WHAT YOU WILL DO:
Pull out every line in the following entries that contains the string "below". Matching is case-sensitive.

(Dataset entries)
━━━━
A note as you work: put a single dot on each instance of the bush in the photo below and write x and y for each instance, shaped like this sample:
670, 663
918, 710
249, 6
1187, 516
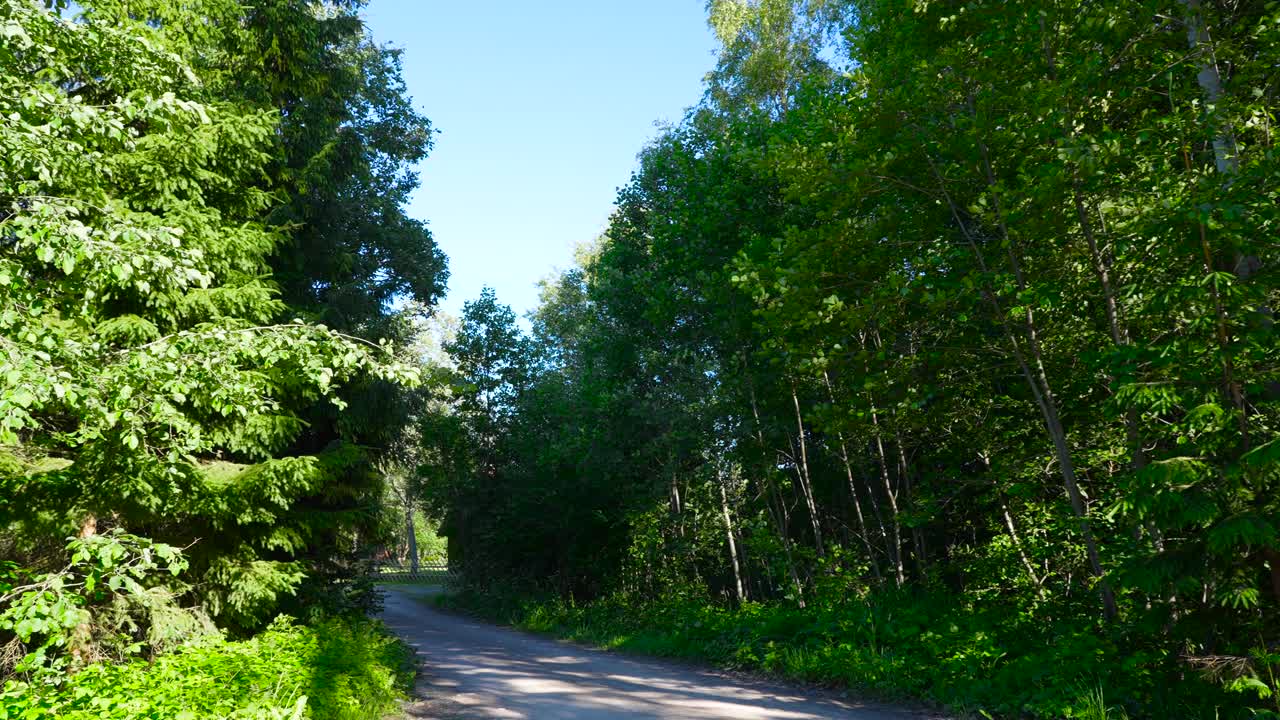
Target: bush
977, 659
333, 670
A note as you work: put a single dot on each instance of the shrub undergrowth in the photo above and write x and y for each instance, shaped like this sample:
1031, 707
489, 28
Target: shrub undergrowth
339, 669
974, 660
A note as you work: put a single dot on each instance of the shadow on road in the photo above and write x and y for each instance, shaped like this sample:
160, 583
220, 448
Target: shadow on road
475, 670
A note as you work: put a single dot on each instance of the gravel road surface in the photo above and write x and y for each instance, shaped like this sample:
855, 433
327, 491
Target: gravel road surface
474, 670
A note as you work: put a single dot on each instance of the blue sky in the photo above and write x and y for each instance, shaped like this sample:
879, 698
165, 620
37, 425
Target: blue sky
542, 109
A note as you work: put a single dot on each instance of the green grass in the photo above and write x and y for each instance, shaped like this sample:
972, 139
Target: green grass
336, 670
976, 660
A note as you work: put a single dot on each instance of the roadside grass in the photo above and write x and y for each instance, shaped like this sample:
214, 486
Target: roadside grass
976, 661
333, 670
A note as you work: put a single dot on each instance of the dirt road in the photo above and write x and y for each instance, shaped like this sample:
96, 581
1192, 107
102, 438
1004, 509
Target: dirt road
474, 670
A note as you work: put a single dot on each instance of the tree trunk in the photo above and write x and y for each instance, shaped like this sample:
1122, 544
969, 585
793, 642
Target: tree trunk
853, 490
769, 490
896, 555
411, 533
1037, 382
805, 484
732, 543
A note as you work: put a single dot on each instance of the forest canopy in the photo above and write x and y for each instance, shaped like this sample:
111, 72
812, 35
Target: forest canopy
932, 352
187, 331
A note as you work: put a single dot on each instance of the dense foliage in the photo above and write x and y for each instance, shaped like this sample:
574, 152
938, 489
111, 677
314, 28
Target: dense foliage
196, 354
940, 335
334, 670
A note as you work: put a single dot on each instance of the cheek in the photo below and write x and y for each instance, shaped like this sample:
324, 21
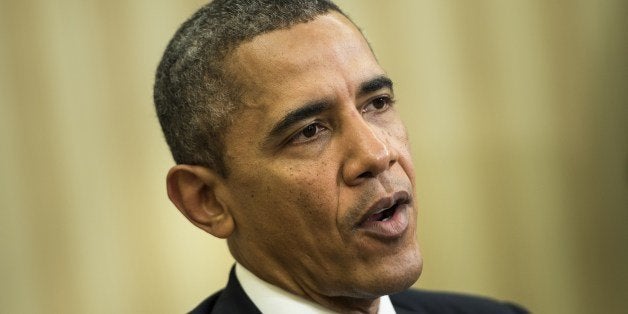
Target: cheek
286, 198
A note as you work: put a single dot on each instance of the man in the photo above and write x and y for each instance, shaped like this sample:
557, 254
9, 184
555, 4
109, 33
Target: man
287, 144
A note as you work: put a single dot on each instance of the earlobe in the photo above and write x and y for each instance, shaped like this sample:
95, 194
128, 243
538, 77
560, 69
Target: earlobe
198, 194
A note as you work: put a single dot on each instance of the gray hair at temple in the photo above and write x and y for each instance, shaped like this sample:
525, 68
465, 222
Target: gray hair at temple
194, 94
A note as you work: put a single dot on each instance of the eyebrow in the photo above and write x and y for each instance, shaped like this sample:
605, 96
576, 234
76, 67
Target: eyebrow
299, 114
316, 107
375, 84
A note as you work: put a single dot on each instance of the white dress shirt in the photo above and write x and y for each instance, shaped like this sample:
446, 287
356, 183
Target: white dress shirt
272, 299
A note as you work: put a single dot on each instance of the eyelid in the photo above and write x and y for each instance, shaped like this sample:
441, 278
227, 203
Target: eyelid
292, 139
390, 101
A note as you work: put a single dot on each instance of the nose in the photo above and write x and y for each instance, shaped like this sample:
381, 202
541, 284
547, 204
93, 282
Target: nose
367, 150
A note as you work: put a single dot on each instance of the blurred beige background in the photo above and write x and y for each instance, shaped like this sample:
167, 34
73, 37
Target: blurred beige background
518, 114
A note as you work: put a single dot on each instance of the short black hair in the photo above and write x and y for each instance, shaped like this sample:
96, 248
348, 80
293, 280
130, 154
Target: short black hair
193, 93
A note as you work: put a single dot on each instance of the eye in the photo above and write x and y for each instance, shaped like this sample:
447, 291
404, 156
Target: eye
308, 133
380, 103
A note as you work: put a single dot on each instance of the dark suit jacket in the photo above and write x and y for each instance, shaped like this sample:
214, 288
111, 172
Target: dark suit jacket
233, 300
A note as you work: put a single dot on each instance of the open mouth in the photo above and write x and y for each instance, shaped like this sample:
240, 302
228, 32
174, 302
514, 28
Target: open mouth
388, 217
384, 214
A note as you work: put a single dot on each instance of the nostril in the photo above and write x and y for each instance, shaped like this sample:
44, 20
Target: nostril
366, 174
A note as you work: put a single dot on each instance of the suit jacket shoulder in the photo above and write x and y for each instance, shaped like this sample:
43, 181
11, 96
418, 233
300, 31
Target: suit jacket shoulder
419, 301
233, 300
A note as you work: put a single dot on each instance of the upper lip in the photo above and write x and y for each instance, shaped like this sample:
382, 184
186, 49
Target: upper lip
397, 198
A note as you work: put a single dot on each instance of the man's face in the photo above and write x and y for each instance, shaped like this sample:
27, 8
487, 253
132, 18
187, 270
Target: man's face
321, 181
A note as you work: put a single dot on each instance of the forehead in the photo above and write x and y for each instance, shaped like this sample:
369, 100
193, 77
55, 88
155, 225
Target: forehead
326, 57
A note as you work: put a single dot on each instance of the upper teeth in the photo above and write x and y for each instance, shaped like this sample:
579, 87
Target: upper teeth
383, 209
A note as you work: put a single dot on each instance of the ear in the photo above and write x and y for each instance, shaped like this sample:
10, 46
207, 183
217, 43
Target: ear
199, 194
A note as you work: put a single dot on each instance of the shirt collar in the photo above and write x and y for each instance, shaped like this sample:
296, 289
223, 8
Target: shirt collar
272, 299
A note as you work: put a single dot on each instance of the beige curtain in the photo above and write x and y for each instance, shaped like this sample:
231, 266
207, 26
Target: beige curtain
518, 115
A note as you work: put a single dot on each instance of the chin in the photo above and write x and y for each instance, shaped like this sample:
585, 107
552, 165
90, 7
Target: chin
399, 276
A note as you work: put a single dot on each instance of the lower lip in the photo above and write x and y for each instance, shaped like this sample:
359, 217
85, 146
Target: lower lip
392, 228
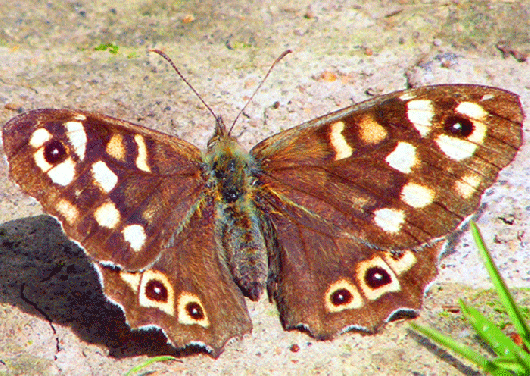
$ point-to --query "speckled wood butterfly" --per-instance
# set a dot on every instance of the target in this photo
(341, 218)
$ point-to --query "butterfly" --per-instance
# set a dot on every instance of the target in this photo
(339, 220)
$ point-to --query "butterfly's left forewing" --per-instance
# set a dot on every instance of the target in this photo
(136, 200)
(110, 183)
(359, 197)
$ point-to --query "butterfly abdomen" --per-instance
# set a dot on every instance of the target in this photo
(239, 224)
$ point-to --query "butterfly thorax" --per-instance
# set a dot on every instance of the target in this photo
(239, 226)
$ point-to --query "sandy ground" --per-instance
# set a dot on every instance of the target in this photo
(344, 52)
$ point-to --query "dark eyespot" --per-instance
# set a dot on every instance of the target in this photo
(195, 311)
(54, 152)
(231, 195)
(459, 127)
(341, 297)
(377, 277)
(155, 290)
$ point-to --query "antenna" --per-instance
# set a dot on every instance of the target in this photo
(285, 53)
(218, 118)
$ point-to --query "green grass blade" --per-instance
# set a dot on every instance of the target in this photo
(148, 362)
(505, 297)
(503, 346)
(450, 343)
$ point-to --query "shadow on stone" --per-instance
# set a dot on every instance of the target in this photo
(59, 279)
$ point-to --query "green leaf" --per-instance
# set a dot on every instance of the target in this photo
(505, 297)
(148, 362)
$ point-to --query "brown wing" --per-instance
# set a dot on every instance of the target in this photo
(327, 283)
(399, 170)
(110, 183)
(358, 198)
(188, 291)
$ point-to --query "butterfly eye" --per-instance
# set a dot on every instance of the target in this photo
(55, 152)
(155, 290)
(459, 126)
(377, 277)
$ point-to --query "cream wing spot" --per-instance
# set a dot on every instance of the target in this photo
(40, 137)
(479, 132)
(67, 210)
(40, 160)
(407, 96)
(390, 220)
(135, 236)
(455, 148)
(471, 110)
(141, 159)
(115, 147)
(338, 142)
(63, 173)
(104, 177)
(107, 215)
(156, 292)
(75, 131)
(191, 311)
(468, 185)
(403, 158)
(417, 195)
(80, 117)
(376, 278)
(371, 132)
(420, 113)
(400, 264)
(342, 295)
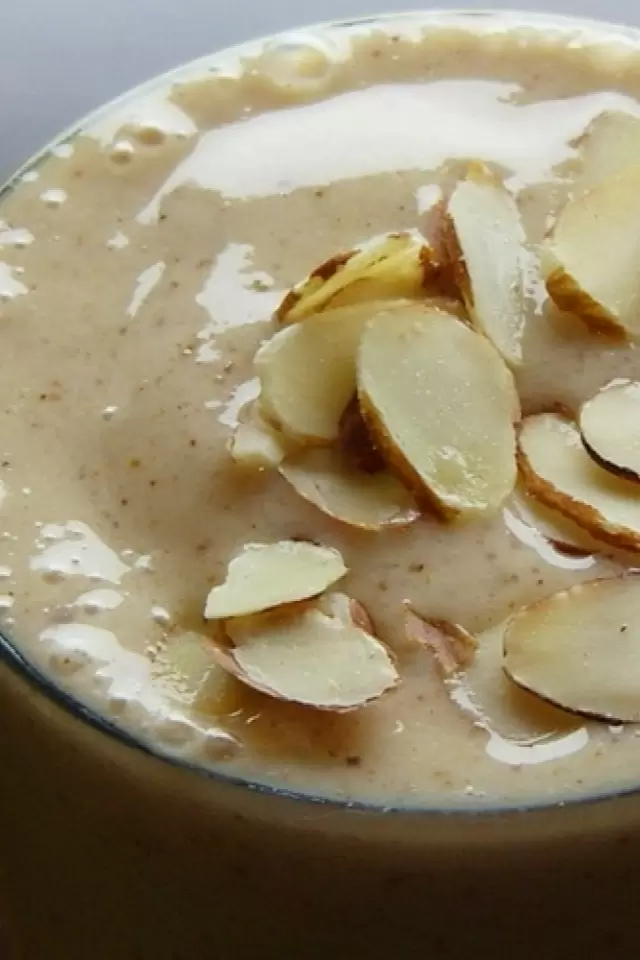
━━━━
FINISHED ANSWER:
A note as you work: put a single dot on each instance of the bush in the photo below and write x and y for each instance, shaped like this sample:
A note as you work: put a single dot on each instance of the cheek in the photo below and write x and y for each instance, shaped like this sample:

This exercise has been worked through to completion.